◆ **Aim**
Write out all the entries word for word and omit any pictures.

◆ **Provided entries**
· · · ·
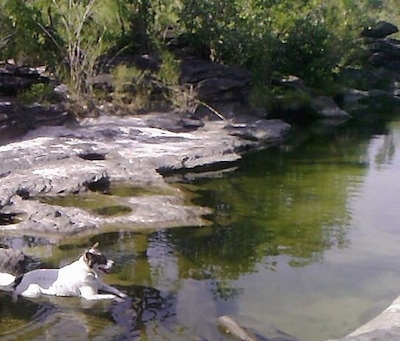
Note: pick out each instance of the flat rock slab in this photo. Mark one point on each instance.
(56, 161)
(384, 327)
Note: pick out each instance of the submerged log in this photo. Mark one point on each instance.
(230, 326)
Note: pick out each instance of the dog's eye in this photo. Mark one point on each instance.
(99, 259)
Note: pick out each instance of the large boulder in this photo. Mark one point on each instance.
(381, 29)
(14, 79)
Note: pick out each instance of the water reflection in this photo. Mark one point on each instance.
(303, 236)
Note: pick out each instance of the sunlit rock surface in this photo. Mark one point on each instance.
(384, 327)
(62, 161)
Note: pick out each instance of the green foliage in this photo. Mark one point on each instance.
(37, 93)
(312, 39)
(132, 88)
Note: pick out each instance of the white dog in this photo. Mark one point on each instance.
(80, 278)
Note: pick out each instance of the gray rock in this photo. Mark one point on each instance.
(63, 161)
(384, 327)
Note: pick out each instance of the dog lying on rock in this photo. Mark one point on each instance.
(80, 278)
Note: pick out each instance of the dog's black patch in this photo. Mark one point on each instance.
(93, 259)
(17, 281)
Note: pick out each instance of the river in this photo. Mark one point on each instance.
(304, 238)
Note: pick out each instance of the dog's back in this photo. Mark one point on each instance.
(6, 280)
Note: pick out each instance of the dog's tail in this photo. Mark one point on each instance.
(6, 280)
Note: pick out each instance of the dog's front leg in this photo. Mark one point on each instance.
(108, 288)
(88, 293)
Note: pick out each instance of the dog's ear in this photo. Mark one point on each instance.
(88, 258)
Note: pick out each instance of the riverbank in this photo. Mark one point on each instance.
(98, 153)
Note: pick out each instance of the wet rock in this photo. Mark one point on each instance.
(63, 161)
(15, 78)
(385, 327)
(270, 131)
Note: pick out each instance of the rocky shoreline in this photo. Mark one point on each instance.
· · · ·
◆ **Solution for this exercise**
Note: pick out each instance of the flat rock slab in this photo. Mark one point on each instance.
(56, 161)
(384, 327)
Note: pick out each instance of the submerged log in this photo. Mark one point on each instance.
(230, 326)
Note: pick out each instance of the dog's eye in this photo. Mark one point on each instance.
(99, 259)
Note: pick out each instance of the large boulder in this photo. Mark one point on each instance.
(381, 29)
(14, 79)
Note: pick out each instance of the water reflection in this photo. Mark one point on each instance.
(303, 236)
Note: pick out each instance of the sunlit rock surface in this photo. Mark one point on each instance.
(384, 327)
(62, 161)
Note: pick out each instance of the green foliage in this photo. Mark one point on each instance.
(37, 93)
(312, 39)
(132, 88)
Note: pick out each instance of the white dog in this photo. Mark one point on each instance.
(80, 278)
Note: pick out each instance of the gray rock in this photo. Mark one point on each instance.
(63, 161)
(384, 327)
Note: pick out each instance of the dog lying on rock in this photo. Mark one point on each instance.
(80, 278)
Note: pick out each instance of the dog's black patch in this photo. Mark one point on each instance.
(93, 259)
(17, 281)
Note: pick out each instance of the river in this photo. Mark one point on each instance.
(304, 238)
Note: pick out each instance of the dog's back in this photo. Mark one point on each instance.
(6, 280)
Note: pick out each instance of the dog's tail in this photo. Mark one point on each instance.
(6, 280)
Note: pick out each instance of the dog's front leg in this photo. Mark one point on each instance.
(108, 288)
(88, 293)
Note: pick out each instance of the dog's ear in this photo. Mark one point on each instance.
(88, 258)
Note: pick out each instance of the riverbank in this photo. Mark one point on each instance.
(98, 153)
Note: pick out each instance of the wet rock in this photo. Mark one point on each instance.
(63, 161)
(15, 78)
(385, 327)
(270, 131)
Note: pick out each instance of the rocky shoreline in this photo. Mark one point on each instance.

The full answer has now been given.